→ PAGE EXTRACT
◆ ◆ ◆ ◆ ◆ ◆ ◆

The Android Phone Agent is a Python-based tool that uses Claude AI to automate interactions with Android devices. Modified from the AndroidPhoneAgent project, it captures screenshots, analyzes them using Claude AI, and performs simulated touch operations based on AI-generated instructions.
- Screen capture and analysis using Claude AI
- Simulated cursor movements and clicks
- Conversation logging
- Configurable AI model parameters
- User-friendly graphical interface for easy interaction and real-time feedback
- Automatic flashing of the Android Mirroring app window when starting a task
- Compatible with any Android model connected through the Android Mirroring macOS app
-
Clone this repository:
git clone git@github.com:linlide/AndroidPhoneAgent.git cd AndroidPhoneAgent -
Install the required dependencies using the provided requirements.txt file:
pip install -r requirements.txt
Run the script with the following command:
python main.py
This will launch the graphical user interface. Enter your Anthropic API key, configure the parameters, and provide a task description in the input fields. Click the "Start Task" button to begin the automation process.
The application allows you to configure the following parameters through the GUI:
- API Key: Your Anthropic API key
- Model: The Claude AI model to use (default: "claude-3-5-sonnet-20240620")
- Max Tokens: Maximum number of tokens in Claude's response (default: 2048)
- Temperature: Temperature for Claude's responses (0.0 to 1.0, default: 0.7)
- Max Messages: Maximum number of messages in the conversation (default: 20)
- Task Description: The task you want the agent to perform on the mirrored Android screen
The project is organized into multiple files for better modularity and maintainability:
main.py: Entry point of the applicationgui.py: Contains the MainWindow class and GUI-related codeagent.py: Contains the AndroidPhoneAgent class for interacting with the Android mirroring and Claude APIconstants.py: Contains constant values like SYSTEM_PROMPT and TOOLSscreen.py: Contains utility functions for screen capture, window management, and cursor operations
- When the "Start Task" button is clicked, the application attempts to bring the Android Mirroring app window to the front and flash it to draw attention.

◆ ◆ ◆ ◆ ◆ ◆ ◆

→ ENTRIES SHOWN
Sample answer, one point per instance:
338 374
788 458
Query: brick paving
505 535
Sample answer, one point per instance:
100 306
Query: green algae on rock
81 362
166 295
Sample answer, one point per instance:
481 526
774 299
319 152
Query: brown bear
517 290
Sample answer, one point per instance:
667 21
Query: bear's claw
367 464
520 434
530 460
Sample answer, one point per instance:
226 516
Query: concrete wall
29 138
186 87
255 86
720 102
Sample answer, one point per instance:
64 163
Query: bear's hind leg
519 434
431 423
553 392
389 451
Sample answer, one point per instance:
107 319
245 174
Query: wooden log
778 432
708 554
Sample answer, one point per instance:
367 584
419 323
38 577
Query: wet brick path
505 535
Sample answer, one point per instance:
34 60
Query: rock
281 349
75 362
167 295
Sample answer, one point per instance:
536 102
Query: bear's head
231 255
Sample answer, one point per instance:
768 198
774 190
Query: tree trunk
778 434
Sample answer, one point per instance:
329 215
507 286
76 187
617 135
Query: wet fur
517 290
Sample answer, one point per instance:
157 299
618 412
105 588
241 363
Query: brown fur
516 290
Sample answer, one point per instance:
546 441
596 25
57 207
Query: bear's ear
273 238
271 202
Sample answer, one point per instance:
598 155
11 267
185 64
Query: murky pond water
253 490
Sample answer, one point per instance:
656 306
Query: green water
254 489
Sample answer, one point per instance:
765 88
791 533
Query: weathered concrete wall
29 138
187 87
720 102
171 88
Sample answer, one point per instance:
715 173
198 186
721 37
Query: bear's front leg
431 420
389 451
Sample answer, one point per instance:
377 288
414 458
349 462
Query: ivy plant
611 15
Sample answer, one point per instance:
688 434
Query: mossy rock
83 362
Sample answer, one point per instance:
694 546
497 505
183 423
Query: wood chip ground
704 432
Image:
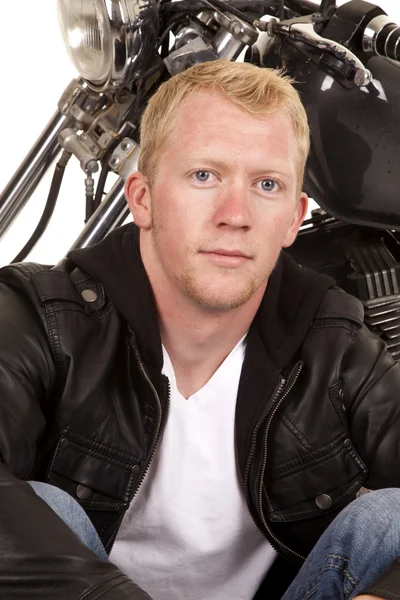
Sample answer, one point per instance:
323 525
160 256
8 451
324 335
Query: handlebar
382 37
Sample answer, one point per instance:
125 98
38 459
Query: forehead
209 120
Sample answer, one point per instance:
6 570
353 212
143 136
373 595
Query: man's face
223 202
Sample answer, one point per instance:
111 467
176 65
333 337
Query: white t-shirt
188 534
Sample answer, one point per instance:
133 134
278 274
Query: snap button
89 295
83 492
323 501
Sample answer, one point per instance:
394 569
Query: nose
233 207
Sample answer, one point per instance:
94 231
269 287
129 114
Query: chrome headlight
110 42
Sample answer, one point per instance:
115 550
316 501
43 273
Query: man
209 403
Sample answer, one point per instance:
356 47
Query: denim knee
72 513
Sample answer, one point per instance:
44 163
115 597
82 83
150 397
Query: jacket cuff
388 585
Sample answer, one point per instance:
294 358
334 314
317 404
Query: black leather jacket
83 403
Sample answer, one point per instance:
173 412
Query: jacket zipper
158 431
284 388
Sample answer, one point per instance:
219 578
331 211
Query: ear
137 193
298 218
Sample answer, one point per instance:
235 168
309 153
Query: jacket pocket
99 478
325 482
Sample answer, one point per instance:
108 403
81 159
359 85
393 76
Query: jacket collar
292 297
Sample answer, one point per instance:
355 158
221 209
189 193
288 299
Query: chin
220 299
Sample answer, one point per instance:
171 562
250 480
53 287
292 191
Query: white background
34 70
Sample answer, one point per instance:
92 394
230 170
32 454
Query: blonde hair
259 91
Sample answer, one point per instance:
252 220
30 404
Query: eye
202 176
269 185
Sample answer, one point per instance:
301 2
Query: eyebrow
219 164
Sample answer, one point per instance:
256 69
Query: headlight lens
87 35
110 42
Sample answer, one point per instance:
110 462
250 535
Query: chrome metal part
111 213
206 17
363 75
226 45
178 60
113 44
372 31
25 180
99 119
124 159
189 33
382 37
240 30
303 31
71 142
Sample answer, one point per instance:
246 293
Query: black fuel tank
353 170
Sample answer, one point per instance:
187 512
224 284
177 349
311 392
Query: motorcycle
345 61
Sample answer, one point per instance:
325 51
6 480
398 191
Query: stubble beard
194 287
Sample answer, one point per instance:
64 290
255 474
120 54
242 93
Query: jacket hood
290 302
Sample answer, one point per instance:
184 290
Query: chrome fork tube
111 213
25 180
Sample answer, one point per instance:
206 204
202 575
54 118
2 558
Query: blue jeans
349 557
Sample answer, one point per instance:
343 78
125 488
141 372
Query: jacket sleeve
371 386
40 557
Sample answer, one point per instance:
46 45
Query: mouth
226 258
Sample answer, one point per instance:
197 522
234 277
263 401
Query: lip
226 258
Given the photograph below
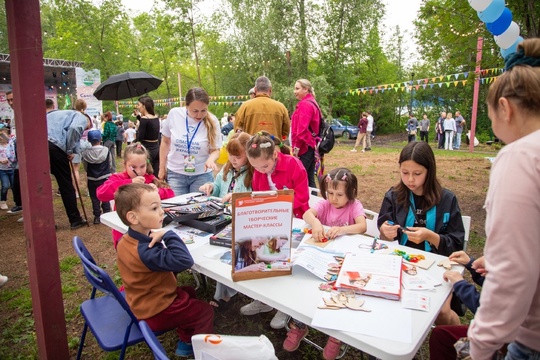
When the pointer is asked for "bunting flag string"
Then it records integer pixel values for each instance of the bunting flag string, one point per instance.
(459, 79)
(214, 100)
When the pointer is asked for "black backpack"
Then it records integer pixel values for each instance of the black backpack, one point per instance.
(326, 135)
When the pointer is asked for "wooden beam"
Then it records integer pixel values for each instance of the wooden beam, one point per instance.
(25, 47)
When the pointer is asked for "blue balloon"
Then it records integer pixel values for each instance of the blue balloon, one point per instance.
(492, 12)
(512, 49)
(501, 24)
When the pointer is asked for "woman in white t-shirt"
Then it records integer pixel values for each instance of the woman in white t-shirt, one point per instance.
(190, 144)
(130, 133)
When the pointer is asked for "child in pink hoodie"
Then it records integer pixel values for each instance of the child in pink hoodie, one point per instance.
(137, 169)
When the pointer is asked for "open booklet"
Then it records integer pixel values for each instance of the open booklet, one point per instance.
(371, 274)
(323, 263)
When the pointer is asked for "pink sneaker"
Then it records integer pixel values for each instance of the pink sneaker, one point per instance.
(294, 338)
(331, 349)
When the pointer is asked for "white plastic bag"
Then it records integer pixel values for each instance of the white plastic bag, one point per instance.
(227, 347)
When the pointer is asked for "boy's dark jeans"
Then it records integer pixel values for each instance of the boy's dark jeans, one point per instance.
(106, 205)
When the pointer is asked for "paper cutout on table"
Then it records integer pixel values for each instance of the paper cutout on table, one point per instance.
(340, 300)
(415, 300)
(371, 274)
(322, 263)
(447, 263)
(310, 241)
(381, 322)
(418, 282)
(423, 264)
(193, 238)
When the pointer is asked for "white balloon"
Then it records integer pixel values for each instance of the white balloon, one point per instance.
(509, 37)
(479, 5)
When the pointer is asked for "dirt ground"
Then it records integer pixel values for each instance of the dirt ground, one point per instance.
(377, 171)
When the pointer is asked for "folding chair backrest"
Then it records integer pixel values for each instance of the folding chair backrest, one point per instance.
(153, 342)
(98, 278)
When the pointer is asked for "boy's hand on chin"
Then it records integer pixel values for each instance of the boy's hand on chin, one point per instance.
(156, 236)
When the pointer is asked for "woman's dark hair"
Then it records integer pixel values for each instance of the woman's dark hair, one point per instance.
(332, 179)
(264, 144)
(521, 81)
(422, 154)
(236, 147)
(148, 104)
(199, 94)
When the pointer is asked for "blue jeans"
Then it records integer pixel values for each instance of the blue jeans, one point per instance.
(184, 184)
(457, 140)
(6, 177)
(517, 351)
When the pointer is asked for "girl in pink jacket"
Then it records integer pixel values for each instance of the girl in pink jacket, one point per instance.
(137, 169)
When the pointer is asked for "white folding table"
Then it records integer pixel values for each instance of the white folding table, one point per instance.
(299, 295)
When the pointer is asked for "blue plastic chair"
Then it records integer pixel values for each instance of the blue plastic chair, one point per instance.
(152, 341)
(109, 317)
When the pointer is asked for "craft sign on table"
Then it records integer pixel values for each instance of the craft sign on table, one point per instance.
(261, 239)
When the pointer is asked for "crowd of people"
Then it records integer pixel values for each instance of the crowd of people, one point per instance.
(179, 156)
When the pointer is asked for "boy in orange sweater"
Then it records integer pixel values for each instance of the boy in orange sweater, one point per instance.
(146, 266)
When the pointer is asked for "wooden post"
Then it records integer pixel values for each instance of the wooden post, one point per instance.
(476, 90)
(26, 54)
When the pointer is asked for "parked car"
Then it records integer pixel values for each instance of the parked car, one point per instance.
(344, 129)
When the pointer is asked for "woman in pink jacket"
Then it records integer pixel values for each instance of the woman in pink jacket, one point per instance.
(510, 299)
(305, 127)
(137, 169)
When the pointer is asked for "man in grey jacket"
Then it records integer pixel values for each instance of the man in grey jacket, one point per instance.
(64, 131)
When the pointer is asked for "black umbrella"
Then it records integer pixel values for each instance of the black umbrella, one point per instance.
(127, 85)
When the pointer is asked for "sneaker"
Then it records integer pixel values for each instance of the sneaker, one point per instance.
(332, 349)
(3, 280)
(78, 224)
(184, 349)
(279, 320)
(294, 338)
(254, 308)
(15, 210)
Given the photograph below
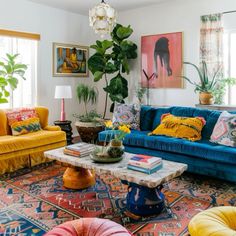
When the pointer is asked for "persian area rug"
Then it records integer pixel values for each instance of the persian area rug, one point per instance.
(33, 203)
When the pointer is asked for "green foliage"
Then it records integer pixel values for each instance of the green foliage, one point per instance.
(91, 116)
(112, 56)
(10, 72)
(220, 90)
(86, 94)
(206, 83)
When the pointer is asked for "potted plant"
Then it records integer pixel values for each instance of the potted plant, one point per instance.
(220, 90)
(10, 72)
(112, 57)
(88, 124)
(206, 86)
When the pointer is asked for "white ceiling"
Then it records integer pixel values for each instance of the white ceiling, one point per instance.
(82, 6)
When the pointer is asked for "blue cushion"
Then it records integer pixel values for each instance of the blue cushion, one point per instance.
(146, 117)
(202, 149)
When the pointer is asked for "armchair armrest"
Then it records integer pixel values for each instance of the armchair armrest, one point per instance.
(52, 128)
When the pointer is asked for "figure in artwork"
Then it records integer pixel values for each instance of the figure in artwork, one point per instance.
(162, 52)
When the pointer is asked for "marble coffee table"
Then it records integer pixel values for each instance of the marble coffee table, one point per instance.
(144, 195)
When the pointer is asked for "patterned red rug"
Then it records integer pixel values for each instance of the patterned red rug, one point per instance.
(33, 203)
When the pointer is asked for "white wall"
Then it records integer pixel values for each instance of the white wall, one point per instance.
(54, 26)
(172, 16)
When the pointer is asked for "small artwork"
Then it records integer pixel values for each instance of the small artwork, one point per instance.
(70, 60)
(162, 61)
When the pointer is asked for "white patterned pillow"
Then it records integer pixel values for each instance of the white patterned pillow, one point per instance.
(224, 131)
(127, 114)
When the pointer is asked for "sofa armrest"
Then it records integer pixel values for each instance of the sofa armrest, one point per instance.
(52, 128)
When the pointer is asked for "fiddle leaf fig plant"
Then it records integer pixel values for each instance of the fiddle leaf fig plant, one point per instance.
(112, 57)
(10, 72)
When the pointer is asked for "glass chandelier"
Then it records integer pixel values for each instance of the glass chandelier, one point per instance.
(102, 18)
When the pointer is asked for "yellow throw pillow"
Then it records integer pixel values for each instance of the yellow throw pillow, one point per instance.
(25, 126)
(180, 127)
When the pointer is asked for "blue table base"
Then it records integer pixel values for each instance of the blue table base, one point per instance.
(144, 201)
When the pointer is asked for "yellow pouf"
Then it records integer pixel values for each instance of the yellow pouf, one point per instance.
(217, 221)
(78, 178)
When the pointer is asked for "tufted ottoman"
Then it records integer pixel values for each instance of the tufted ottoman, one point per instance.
(89, 227)
(217, 221)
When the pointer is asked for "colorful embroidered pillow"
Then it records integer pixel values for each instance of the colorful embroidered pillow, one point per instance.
(127, 114)
(180, 127)
(224, 131)
(25, 126)
(20, 115)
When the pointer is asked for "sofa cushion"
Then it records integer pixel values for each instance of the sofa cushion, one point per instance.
(200, 149)
(10, 143)
(225, 130)
(147, 114)
(180, 127)
(25, 126)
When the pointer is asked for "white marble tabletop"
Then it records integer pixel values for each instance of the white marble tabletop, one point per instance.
(169, 170)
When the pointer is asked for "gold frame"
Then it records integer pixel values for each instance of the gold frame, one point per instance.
(69, 74)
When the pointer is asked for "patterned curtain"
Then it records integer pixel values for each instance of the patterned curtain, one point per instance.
(211, 42)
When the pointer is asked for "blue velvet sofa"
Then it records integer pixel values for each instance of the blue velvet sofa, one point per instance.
(202, 157)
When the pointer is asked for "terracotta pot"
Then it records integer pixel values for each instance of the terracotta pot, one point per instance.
(206, 98)
(88, 131)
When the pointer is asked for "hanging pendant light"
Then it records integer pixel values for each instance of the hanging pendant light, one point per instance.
(102, 18)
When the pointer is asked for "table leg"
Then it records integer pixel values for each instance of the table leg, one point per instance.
(144, 201)
(78, 178)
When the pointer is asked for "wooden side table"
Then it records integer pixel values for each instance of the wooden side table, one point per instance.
(66, 127)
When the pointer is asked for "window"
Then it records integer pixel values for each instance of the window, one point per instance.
(25, 94)
(230, 55)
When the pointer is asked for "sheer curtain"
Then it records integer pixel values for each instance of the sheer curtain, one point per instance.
(25, 94)
(211, 42)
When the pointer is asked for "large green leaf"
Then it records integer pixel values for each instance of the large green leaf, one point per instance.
(96, 63)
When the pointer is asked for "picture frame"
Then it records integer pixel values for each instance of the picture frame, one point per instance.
(162, 60)
(70, 60)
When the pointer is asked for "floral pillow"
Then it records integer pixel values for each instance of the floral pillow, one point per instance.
(224, 131)
(21, 114)
(127, 114)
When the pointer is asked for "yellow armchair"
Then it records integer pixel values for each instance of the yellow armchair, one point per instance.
(20, 151)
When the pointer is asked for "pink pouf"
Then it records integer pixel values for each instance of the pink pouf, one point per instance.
(89, 227)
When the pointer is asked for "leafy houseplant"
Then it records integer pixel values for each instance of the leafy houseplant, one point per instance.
(88, 125)
(112, 57)
(206, 86)
(220, 90)
(10, 72)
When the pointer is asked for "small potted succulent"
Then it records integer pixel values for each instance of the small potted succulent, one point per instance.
(207, 84)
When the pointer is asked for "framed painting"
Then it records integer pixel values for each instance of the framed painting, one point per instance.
(70, 60)
(162, 60)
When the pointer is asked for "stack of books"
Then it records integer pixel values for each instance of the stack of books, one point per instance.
(144, 163)
(79, 149)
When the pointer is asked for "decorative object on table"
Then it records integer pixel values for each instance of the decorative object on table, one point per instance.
(128, 114)
(66, 127)
(78, 178)
(144, 163)
(207, 85)
(79, 149)
(162, 55)
(180, 127)
(63, 92)
(88, 124)
(224, 131)
(148, 78)
(113, 57)
(70, 60)
(10, 72)
(102, 18)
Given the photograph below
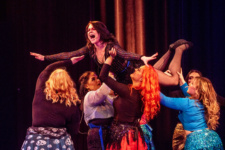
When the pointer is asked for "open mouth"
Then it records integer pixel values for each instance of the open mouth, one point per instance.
(92, 36)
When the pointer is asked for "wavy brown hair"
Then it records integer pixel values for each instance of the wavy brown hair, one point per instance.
(61, 88)
(150, 90)
(105, 35)
(207, 96)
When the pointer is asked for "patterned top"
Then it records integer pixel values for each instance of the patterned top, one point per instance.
(98, 105)
(128, 105)
(191, 115)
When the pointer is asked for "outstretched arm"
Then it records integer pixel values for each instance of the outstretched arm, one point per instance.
(61, 56)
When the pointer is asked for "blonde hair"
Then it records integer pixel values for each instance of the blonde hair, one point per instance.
(207, 96)
(60, 87)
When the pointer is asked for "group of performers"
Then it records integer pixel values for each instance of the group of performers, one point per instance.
(119, 100)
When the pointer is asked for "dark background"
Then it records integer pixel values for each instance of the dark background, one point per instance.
(48, 27)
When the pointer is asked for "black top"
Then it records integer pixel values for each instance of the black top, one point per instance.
(120, 63)
(48, 114)
(179, 93)
(128, 105)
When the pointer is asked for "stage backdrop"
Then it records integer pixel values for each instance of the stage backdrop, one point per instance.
(143, 26)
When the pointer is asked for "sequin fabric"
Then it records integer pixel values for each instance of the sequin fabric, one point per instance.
(203, 140)
(41, 138)
(93, 138)
(119, 130)
(147, 132)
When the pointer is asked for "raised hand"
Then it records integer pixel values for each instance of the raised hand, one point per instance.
(112, 53)
(76, 59)
(146, 59)
(181, 77)
(38, 56)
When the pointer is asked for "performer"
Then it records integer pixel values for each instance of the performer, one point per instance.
(179, 136)
(55, 114)
(100, 41)
(98, 109)
(142, 96)
(199, 115)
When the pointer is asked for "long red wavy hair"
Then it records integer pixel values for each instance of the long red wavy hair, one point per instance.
(150, 90)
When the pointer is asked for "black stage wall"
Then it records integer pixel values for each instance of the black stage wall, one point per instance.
(49, 27)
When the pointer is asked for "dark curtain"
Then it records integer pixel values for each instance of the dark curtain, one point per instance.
(49, 27)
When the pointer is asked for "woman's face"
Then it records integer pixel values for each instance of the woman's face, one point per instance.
(93, 35)
(192, 89)
(93, 82)
(137, 75)
(192, 76)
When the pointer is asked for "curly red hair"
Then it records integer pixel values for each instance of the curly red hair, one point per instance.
(150, 90)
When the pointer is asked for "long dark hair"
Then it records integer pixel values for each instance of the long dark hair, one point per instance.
(105, 35)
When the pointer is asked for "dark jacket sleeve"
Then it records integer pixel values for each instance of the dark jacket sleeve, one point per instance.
(67, 55)
(126, 55)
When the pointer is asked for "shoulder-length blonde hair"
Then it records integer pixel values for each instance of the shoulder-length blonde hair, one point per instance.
(60, 87)
(207, 96)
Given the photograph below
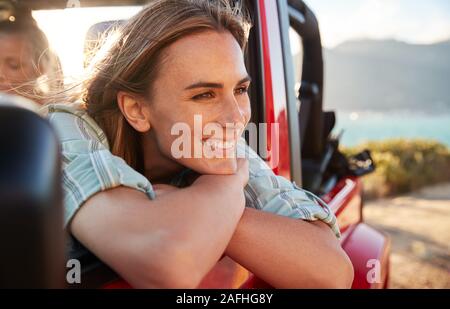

◆ ◆ ◆ ◆ ◆ ◆ ◆

→ TASK INSTRUCTIONS
• 1. Reproduce the passage of the Android Phone Agent page between "- Temperature: Temperature" and "conversation (default: 20)", inclusive.
• 2. Carry on the Android Phone Agent page past its final sentence.

→ PER-TASK ANSWERS
• 1.
- Temperature: Temperature for Claude's responses (0.0 to 1.0, default: 0.7)
- Max Messages: Maximum number of messages in the conversation (default: 20)

• 2.
- The script captures a screenshot of the mirrored Android screen.
- The screenshot is sent to Claude AI for analysis.
- Claude AI provides instructions for the next action (move cursor, click, etc.).
- The script executes the instructed action using PyAutoGUI.
- This process repeats until the task is completed or the maximum number of messages is reached.
- The GUI provides real-time updates on the task progress and displays the current screenshot.
- The effectiveness of the automation depends on the quality of the mirrored display and the complexity of the task.
- The script relies on the Anthropic API, so an active internet connection is required.
- The window flashing feature requires the Android Mirroring app to be running and visible on the screen.
- The AI's ability to interact with the Android interface may vary depending on the specific app or task being performed.
Contributions to improve the Android Mirroring Agent are welcome. Please feel free to submit issues or pull requests.
This project is modified from iPhoneMirroringAgent by instapal-ai. Special thanks to their original work and contributions.
The main modifications include:
- Added Android device support
- Enhanced ADB integration for direct device control
- Improved UI XML capture for better interaction accuracy
- Added more interaction tools (swipe, long press, key events)
- Optimized screenshot capture process
This project is licensed under the MIT License. See the LICENSE file for details.